'''

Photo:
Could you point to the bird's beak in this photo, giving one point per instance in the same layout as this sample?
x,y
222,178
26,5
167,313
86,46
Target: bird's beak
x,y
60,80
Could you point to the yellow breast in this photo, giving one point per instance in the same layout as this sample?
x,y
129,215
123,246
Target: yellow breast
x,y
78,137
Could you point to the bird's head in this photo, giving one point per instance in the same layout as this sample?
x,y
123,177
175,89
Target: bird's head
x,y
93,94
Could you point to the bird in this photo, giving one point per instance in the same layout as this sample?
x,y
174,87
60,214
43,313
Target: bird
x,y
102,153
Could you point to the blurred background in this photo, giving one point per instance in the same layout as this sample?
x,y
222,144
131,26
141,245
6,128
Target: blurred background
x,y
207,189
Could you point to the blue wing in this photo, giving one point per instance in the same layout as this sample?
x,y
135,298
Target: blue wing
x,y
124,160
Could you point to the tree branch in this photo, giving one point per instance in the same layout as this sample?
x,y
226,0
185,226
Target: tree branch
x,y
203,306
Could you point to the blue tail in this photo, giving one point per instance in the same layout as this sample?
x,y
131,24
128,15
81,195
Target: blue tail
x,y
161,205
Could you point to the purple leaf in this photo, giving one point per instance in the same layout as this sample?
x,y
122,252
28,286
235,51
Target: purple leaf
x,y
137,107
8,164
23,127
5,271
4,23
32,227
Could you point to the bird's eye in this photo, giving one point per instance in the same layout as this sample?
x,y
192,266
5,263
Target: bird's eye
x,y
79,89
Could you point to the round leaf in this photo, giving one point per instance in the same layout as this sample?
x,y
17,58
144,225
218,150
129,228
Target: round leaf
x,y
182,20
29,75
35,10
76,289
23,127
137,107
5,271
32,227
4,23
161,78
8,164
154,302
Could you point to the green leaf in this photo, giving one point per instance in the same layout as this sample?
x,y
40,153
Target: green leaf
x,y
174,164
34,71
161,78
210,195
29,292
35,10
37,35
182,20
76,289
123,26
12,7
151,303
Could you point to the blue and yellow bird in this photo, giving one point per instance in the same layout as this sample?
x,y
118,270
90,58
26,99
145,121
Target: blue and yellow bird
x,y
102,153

'''

Transcribe every record above exactly as written.

Photo:
Could you point to the bird's beak in this photo, giving one point per instance in the same layout as this sample?
x,y
222,178
26,5
167,313
86,46
Target: bird's beak
x,y
60,80
Could you point to the yellow breast in this photo, giving one point per instance in the same layout as this sample?
x,y
129,215
123,246
Target: yellow breast
x,y
78,137
Could you point to the bird's head in this photo, giving one point per instance in the same layout as this sample?
x,y
123,177
175,89
Target: bird's head
x,y
93,94
Could you point to the bird in this photo, giving one point per instance in the same layout as this sample?
x,y
174,87
60,214
43,313
Target: bird
x,y
102,153
Could you point to the blurred background in this photo, giving one point per instance in the same layout as this sample?
x,y
222,144
131,26
141,245
6,128
Target: blurred background
x,y
207,189
Could you point to the blue wing in this photo, giving one point per instance in the same layout as this sample?
x,y
135,298
Target: blue wing
x,y
124,160
Could you point to the tree branch in this photo, giving one point per instance in the same layout as this sample?
x,y
226,0
185,226
Target: tree branch
x,y
203,306
Could you point to the blue tail in this photo, giving one point per instance in the same layout as this sample?
x,y
131,24
128,15
81,195
Target: blue tail
x,y
161,205
Could you point to the purple leaf in this photo, giving one point per instance in the same layout as this sample?
x,y
122,252
28,286
235,51
Target: purple leaf
x,y
137,107
8,164
23,127
5,271
4,23
32,227
Could you point to the bird's eye in this photo, giving one point per instance in the same layout as this sample?
x,y
192,266
5,263
Target: bird's eye
x,y
79,89
Could you point to the round leaf in this photo, giving one point per instance in the same layout as this sample?
x,y
17,58
144,225
218,150
129,228
Target: round leaf
x,y
182,20
29,75
35,10
76,289
23,127
137,107
5,271
32,227
4,23
161,78
8,164
154,302
Could you point to the green leaf in this photo, giving one point per instance in the same layout as this sample?
x,y
40,153
Target: green leaf
x,y
174,164
34,71
161,78
210,195
29,292
35,10
37,35
182,20
76,289
123,26
12,7
151,303
Could you point to the blue and yellow bird in this photo, giving one point per instance in the same layout as this sample?
x,y
118,270
90,58
26,99
145,121
Target: blue and yellow bird
x,y
102,153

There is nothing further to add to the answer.